# start of Material shown

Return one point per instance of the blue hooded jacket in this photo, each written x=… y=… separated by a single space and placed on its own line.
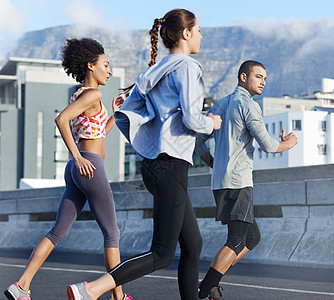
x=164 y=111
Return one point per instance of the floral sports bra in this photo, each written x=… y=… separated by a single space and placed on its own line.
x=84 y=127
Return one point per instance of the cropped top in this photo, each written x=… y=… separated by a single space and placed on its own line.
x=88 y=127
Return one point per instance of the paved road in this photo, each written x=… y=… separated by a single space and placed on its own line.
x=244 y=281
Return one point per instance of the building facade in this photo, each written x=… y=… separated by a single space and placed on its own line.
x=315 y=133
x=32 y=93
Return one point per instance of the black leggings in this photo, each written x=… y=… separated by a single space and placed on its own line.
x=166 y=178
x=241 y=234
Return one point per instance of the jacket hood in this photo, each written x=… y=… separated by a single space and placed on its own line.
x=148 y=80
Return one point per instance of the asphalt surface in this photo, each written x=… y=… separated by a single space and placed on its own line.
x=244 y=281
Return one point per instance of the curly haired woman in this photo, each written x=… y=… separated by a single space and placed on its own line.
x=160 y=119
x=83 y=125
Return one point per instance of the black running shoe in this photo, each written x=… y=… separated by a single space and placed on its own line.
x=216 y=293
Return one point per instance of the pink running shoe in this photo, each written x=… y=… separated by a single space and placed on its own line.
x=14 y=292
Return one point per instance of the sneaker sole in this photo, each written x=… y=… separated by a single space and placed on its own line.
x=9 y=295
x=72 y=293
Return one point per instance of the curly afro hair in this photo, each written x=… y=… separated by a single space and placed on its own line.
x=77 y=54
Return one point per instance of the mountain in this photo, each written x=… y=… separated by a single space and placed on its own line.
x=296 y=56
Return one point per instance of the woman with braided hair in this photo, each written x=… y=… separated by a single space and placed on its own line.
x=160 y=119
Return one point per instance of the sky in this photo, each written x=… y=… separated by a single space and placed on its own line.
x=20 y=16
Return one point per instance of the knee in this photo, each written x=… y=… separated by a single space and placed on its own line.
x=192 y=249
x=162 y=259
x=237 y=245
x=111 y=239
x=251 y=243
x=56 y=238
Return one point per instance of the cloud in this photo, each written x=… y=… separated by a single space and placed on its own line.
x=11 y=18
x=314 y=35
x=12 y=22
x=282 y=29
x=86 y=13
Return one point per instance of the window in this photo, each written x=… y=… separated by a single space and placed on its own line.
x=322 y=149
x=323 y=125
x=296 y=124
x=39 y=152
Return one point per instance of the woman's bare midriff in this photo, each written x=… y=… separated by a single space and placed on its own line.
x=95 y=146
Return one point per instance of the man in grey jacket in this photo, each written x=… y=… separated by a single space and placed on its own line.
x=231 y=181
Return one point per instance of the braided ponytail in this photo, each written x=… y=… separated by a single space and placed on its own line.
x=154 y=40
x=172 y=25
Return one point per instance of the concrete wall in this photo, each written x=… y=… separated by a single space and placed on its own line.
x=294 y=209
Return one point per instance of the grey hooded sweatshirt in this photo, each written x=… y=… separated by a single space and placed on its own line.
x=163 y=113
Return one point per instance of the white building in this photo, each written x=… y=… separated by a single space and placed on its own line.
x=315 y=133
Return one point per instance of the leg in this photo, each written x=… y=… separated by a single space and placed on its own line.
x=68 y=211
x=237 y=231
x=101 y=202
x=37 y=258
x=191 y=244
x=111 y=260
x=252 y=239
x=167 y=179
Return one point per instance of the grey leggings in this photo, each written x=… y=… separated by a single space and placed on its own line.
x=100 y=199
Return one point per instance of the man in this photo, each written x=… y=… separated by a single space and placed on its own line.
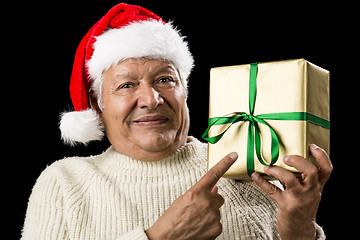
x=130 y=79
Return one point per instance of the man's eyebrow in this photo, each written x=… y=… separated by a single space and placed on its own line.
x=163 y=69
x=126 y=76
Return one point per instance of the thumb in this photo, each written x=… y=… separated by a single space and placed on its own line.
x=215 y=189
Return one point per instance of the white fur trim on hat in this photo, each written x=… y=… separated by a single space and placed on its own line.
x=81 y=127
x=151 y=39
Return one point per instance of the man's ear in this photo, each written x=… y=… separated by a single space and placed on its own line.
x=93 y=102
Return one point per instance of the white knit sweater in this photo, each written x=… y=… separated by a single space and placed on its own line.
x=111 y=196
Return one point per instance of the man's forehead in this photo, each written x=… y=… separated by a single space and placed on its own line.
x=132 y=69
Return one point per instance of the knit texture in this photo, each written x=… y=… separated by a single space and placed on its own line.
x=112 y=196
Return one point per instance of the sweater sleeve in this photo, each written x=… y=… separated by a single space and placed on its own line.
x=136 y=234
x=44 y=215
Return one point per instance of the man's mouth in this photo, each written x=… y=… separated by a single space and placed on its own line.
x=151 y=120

# end of Material shown

## Your instructions
Each entry must be retyped word for word, with every image omitted.

## Response below
Return one point per instance of the blue hooded jacket in this photo, each written x=… y=… separated by a single space and placed on its own line.
x=164 y=111
Return one point per instance of the floral sports bra in this photo, each written x=… y=… separated by a single space and placed on its own line.
x=84 y=127
Return one point per instance of the cropped top in this photo, each written x=… y=… separated by a single space and placed on its own line.
x=88 y=127
Return one point per instance of the paved road in this photo, each written x=… y=… separated by a single space and placed on its own line.
x=244 y=281
Return one point per instance of the building facade in this photo, each written x=… y=… separated by a single space and placed on its own line.
x=315 y=133
x=32 y=93
Return one point per instance of the black leggings in this photo, each written x=… y=… separated by a single space and placed on its own line.
x=166 y=178
x=241 y=234
Return one point per instance of the jacket hood in this photo, each written x=… y=… separated by a single space and placed on its own line.
x=148 y=80
Return one point per instance of the asphalt surface in this photo, each written x=… y=… separated by a single space and placed on its own line.
x=244 y=281
Return one point per instance of the curly haired woman in this photo, each written x=… y=… separated by a single space and placed on its own line.
x=160 y=119
x=83 y=125
Return one point per instance of the black running shoe in this photo, each written x=… y=… separated by a single space and placed on its own line.
x=216 y=293
Return one point per instance of the pink running shoe in this photo, each written x=… y=… separated by a single space and placed on its own line.
x=14 y=292
Return one point per instance of the sneaker sole in this photo, each written x=… y=… separated by a single space and placed on its own line.
x=9 y=295
x=72 y=293
Return one point per instance of the curly afro hair in this photo, each written x=… y=… separated by a single space and placed on its own line.
x=77 y=54
Return one point per instance of the mountain in this photo, each written x=… y=… separated by a single space and placed on its own line.
x=296 y=56
Return one point per instance of the woman with braided hair in this photo, each written x=… y=… separated by a single space and placed on its own line.
x=160 y=119
Return one point per instance of the sky in this photo, each written x=… y=… separated by a single space and placed on its own line.
x=20 y=16
Return one point per instance of the knee in this photo, each written x=… y=… separated by a single space and placed on its own line.
x=192 y=249
x=162 y=259
x=237 y=245
x=111 y=239
x=251 y=243
x=56 y=238
Return one point per instance of the cloud in this photo, each written x=… y=… separated by a single space and placed on its own line.
x=11 y=18
x=314 y=35
x=12 y=22
x=282 y=29
x=86 y=13
Return one point per instance of the window in this photo, each written x=… y=… separated by a single space and placed on its own line.
x=322 y=149
x=323 y=125
x=296 y=124
x=39 y=152
Return one point per instance of the woman's bare midriff in this photo, each written x=… y=… separated by a single space and placed on its own line.
x=95 y=146
Return one point per instance of the man in grey jacket in this photo, each written x=… y=… separated by a single space and placed on its own line.
x=231 y=181
Return one point per instance of the braided ponytail in this photo, each written x=… y=… separated by a single space and placed on its own line.
x=154 y=40
x=172 y=25
Return one point per instance of the concrete wall in this photo, each written x=… y=… separated by a single space and placed on its own line.
x=294 y=209
Return one point per instance of the grey hooded sweatshirt in this photo, each written x=… y=… separated by a single space and placed on its own line.
x=163 y=113
Return one point per instance of the white building in this photo, each written x=… y=… separated by a single space and placed on its own line.
x=315 y=133
Return one point per instance of the leg in this photo, each written x=… y=… separated by a single space and placed on its own line.
x=68 y=211
x=237 y=231
x=101 y=202
x=37 y=258
x=191 y=244
x=111 y=260
x=252 y=239
x=167 y=179
Return one point per instance of the grey leggings in this photo, each written x=… y=… separated by a single space and placed on its own line.
x=100 y=199
Return one point per instance of the man in this photo, each written x=… y=… separated by a single space and placed on its own line.
x=130 y=79
Return one point per instance of the man's eyebrow in this photo, each written x=… y=… separated by a single space and placed on its own line.
x=163 y=69
x=126 y=76
Return one point per instance of the thumb in this photo, each written x=… y=… separated by a single space and placed on its own line.
x=215 y=189
Return one point per instance of the white fur trim on hat in this photo, each written x=… y=… separated by a single space and placed on its own line.
x=81 y=127
x=151 y=39
Return one point per instance of the man's ear in this photo, each written x=… y=… separated by a single space and placed on its own line.
x=93 y=102
Return one point per instance of the white knit sweater in this photo, each written x=… y=… separated by a single space and placed on its own line.
x=111 y=196
Return one point per instance of the man's forehead in this photo, each written x=… y=… separated by a single space and placed on its own line.
x=132 y=69
Return one point per instance of the knit texture in this photo, each written x=… y=… separated by a single space and placed on its own line.
x=112 y=196
Return one point per instance of the sweater sleeve in this photo, each written x=… y=… separated by a single space and placed on its own line.
x=136 y=234
x=44 y=215
Return one point per instance of the man's mouth in this photo, each written x=… y=… separated by a single space and placed on its own line.
x=151 y=120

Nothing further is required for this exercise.